| PASSAGE FOR REVIEW |

Where would we be without polyester textiles? Fibers created from polyethylene terephthalate (PET) are ubiquitous in our apparel, home furnishings, automotive, filtration and personal care industries. In 2021, they represented 57.57 percent of the global fiber market, according to Fibre2Fashion’s market insight tool TexPro.
Yet the need for more sustainable textiles, combined with a volatile supply chain for petroleum-based materials, may threaten polyester’s dominance. Fiber2Fashion estimates polyester’s market share will reduce to 56.36 percent by 2025, amidst “a sweeping change in share and size” for the global textile market.
A growing demand for rPET
Recycled polyester fiber, created primarily from post-consumer PET beverage bottles, has emerged as the “sustainable” choice for much of the textile industry, and rPET fibers are estimated to comprise 14 percent of the polyester fiber market. The 2025 Recycled Polyester Challenge, created in 2021 by the Textile Exchange and the United Nations Framework Convention on Climate Change, calls on manufacturers and brands to commit to raising their level of recycled polyester to 45 percent or higher by 2025, requiring some 17.1 metric tons (Mt) of rPET.

| REQUIRED WORK |
a) Name every industry that the passage on polyester textiles says uses fibers made from polyethylene terephthalate.
b) Reproduce the passage on polyester textiles starting with "Yet the need" and going on through "global textile market.".
c) According to the passage on polyester textiles, what may threaten polyester's dominance? Answer in one or two sentences.

| RECORDS SUPPLIED |
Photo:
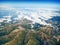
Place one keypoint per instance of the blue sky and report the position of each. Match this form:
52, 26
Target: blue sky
31, 3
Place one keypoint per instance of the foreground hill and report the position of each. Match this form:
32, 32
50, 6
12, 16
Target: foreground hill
17, 34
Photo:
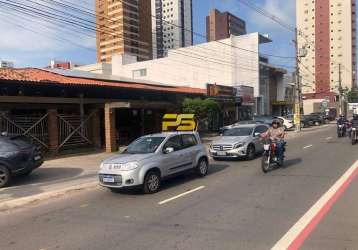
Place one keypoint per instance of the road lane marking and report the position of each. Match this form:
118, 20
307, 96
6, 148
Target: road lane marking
296, 236
181, 195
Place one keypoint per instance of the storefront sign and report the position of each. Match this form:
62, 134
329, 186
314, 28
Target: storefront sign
179, 122
214, 90
246, 94
279, 103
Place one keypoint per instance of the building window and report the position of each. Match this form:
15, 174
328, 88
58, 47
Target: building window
139, 73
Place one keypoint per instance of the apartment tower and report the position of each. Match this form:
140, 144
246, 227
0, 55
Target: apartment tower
172, 24
327, 30
123, 26
220, 25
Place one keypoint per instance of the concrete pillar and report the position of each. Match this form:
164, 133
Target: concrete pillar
110, 129
53, 141
96, 129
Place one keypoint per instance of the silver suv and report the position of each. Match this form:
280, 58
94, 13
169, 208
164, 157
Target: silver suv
151, 158
239, 141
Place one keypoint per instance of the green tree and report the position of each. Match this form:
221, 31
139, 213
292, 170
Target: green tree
351, 95
202, 108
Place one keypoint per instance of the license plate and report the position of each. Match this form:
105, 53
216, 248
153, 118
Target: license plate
108, 179
221, 153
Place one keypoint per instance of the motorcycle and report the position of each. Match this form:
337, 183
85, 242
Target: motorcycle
341, 130
349, 129
354, 135
269, 157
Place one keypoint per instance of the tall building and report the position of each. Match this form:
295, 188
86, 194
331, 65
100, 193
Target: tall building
123, 26
6, 64
220, 25
172, 24
327, 30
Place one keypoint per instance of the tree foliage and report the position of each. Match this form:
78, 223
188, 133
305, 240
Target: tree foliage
202, 108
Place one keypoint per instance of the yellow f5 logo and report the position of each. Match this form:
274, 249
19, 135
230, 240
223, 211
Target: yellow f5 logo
182, 122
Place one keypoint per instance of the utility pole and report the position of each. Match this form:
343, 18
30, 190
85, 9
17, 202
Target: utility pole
340, 90
298, 96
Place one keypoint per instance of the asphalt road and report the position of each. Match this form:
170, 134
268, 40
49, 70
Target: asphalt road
235, 207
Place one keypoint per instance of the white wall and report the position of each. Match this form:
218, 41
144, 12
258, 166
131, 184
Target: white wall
195, 66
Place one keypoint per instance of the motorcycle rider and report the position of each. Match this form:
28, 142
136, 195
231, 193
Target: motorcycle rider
277, 134
342, 121
354, 121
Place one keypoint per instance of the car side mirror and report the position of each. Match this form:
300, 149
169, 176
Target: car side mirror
122, 149
168, 150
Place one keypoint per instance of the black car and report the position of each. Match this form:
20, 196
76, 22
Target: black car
315, 119
18, 156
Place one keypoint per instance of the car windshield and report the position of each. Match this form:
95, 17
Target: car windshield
238, 132
144, 145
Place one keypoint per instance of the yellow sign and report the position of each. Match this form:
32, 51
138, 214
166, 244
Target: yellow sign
179, 122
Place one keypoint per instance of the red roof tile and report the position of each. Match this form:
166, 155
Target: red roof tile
40, 76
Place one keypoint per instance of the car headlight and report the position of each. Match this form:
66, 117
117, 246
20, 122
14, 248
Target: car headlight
129, 166
239, 145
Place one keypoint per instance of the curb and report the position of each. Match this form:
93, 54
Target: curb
20, 202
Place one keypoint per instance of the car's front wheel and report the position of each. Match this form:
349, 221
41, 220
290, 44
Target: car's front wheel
203, 167
151, 182
5, 176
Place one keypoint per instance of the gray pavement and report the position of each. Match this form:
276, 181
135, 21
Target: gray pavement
238, 208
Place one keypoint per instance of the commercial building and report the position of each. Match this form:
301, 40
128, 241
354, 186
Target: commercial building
123, 26
327, 30
172, 25
61, 110
230, 62
220, 25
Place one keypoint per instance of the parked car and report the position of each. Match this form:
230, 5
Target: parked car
152, 158
315, 119
222, 129
264, 119
286, 123
18, 156
304, 121
240, 141
323, 116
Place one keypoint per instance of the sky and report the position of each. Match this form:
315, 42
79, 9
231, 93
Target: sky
33, 43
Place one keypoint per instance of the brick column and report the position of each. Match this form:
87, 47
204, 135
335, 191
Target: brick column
52, 131
96, 129
110, 129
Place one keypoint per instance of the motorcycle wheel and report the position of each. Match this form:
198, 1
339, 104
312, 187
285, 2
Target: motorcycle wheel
265, 164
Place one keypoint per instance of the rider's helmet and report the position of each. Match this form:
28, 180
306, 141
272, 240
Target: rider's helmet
276, 122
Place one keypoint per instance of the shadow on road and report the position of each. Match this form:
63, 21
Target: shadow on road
292, 162
43, 175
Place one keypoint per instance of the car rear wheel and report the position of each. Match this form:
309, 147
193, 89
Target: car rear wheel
5, 176
151, 182
202, 168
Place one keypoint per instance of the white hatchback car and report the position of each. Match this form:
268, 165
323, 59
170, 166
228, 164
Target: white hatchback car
151, 158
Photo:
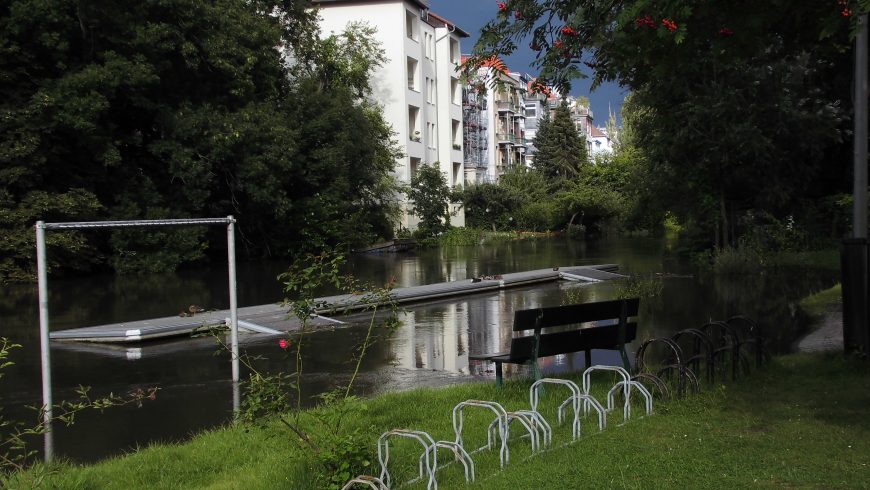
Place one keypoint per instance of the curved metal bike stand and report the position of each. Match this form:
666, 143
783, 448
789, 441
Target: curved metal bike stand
726, 342
676, 363
503, 431
459, 454
702, 349
751, 335
647, 396
661, 386
626, 388
526, 420
370, 481
574, 400
545, 438
419, 436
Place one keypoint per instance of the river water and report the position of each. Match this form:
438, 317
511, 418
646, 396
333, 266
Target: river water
431, 346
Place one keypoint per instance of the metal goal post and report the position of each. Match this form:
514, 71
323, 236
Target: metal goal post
42, 277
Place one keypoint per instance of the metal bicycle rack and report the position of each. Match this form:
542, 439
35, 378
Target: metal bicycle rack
545, 437
626, 386
726, 343
574, 400
429, 449
459, 454
370, 481
685, 376
502, 426
656, 382
752, 336
702, 349
526, 420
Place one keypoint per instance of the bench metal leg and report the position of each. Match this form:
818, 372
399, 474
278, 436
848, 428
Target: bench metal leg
625, 362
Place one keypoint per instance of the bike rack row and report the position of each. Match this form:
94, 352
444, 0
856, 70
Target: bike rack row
716, 344
533, 423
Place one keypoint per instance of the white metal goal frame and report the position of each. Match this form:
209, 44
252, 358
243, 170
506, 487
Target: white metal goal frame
42, 278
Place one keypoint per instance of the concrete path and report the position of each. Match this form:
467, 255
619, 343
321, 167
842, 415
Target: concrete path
827, 334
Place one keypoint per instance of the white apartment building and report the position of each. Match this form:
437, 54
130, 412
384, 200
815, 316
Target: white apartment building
496, 123
418, 86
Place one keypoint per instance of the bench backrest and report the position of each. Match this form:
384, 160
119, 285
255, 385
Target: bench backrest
617, 332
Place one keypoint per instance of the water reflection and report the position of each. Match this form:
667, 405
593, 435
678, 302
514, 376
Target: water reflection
431, 347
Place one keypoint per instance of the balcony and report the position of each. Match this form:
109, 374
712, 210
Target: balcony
505, 138
506, 106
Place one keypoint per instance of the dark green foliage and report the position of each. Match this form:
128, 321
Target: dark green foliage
561, 151
185, 108
430, 196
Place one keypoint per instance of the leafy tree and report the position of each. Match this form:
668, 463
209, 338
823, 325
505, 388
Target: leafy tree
561, 151
430, 195
183, 108
741, 108
491, 205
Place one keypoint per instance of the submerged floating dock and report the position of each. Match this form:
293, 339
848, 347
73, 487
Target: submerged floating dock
273, 318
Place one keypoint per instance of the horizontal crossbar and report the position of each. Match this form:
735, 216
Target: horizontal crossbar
78, 225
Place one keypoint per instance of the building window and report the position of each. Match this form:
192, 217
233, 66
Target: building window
430, 90
411, 25
431, 136
531, 110
429, 41
412, 74
456, 135
414, 166
414, 123
454, 51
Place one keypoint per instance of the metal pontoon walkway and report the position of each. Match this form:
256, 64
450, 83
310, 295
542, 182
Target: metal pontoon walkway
272, 318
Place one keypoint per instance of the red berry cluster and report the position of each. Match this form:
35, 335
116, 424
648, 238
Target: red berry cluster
846, 11
646, 20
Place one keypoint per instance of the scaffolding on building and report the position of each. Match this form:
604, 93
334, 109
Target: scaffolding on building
474, 134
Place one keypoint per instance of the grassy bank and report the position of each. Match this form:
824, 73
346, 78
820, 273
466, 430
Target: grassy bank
799, 423
822, 302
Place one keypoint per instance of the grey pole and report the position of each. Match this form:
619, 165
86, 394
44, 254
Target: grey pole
859, 226
854, 259
234, 314
42, 278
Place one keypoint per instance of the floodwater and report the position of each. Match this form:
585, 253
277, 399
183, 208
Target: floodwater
431, 346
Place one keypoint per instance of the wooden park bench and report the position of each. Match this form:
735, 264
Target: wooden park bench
559, 330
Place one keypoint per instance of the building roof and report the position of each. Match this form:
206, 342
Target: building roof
597, 133
431, 18
436, 20
423, 4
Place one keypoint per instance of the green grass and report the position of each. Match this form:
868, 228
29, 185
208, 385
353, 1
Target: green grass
801, 422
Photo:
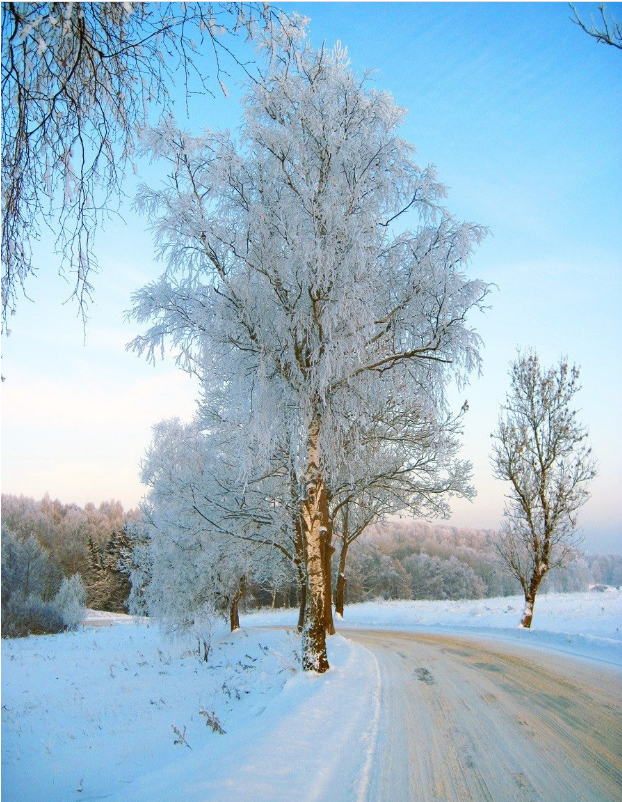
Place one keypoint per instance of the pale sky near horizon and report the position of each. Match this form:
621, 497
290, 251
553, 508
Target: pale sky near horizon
521, 112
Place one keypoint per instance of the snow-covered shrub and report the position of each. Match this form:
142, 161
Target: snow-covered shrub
29, 581
70, 602
29, 615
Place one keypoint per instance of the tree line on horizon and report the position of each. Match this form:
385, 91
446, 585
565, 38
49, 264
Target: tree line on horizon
394, 560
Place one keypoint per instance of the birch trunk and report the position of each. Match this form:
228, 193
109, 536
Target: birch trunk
327, 554
234, 612
530, 600
340, 591
315, 528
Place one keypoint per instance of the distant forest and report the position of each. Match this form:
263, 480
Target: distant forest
91, 542
393, 560
417, 560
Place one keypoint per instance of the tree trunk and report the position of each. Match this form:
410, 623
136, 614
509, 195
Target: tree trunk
315, 522
340, 591
303, 606
327, 552
530, 600
234, 612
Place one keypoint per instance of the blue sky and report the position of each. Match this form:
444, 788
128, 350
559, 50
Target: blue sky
521, 113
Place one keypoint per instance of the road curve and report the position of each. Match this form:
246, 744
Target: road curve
465, 719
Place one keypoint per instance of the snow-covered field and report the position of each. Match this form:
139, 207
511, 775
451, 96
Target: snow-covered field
117, 712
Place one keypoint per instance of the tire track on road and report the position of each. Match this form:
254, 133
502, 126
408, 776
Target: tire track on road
465, 720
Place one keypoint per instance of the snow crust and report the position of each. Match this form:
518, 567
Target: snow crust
90, 714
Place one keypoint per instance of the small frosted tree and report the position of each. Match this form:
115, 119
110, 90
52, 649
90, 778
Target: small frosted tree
203, 536
70, 601
286, 273
541, 448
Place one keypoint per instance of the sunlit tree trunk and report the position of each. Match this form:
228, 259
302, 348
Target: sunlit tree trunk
314, 523
327, 553
340, 590
234, 612
530, 591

| ANSWERS TO THE EXERCISE |
a) Apparel, home furnishings, automotive, filtration, and personal care.

b)
Yet the need for more sustainable textiles, combined with a volatile supply chain for petroleum-based materials, may threaten polyester’s dominance. Fiber2Fashion estimates polyester’s market share will reduce to 56.36 percent by 2025, amidst “a sweeping change in share and size” for the global textile market.

c) Polyester's dominance may be threatened by the need for more sustainable textiles, combined with a volatile supply chain for petroleum-based materials.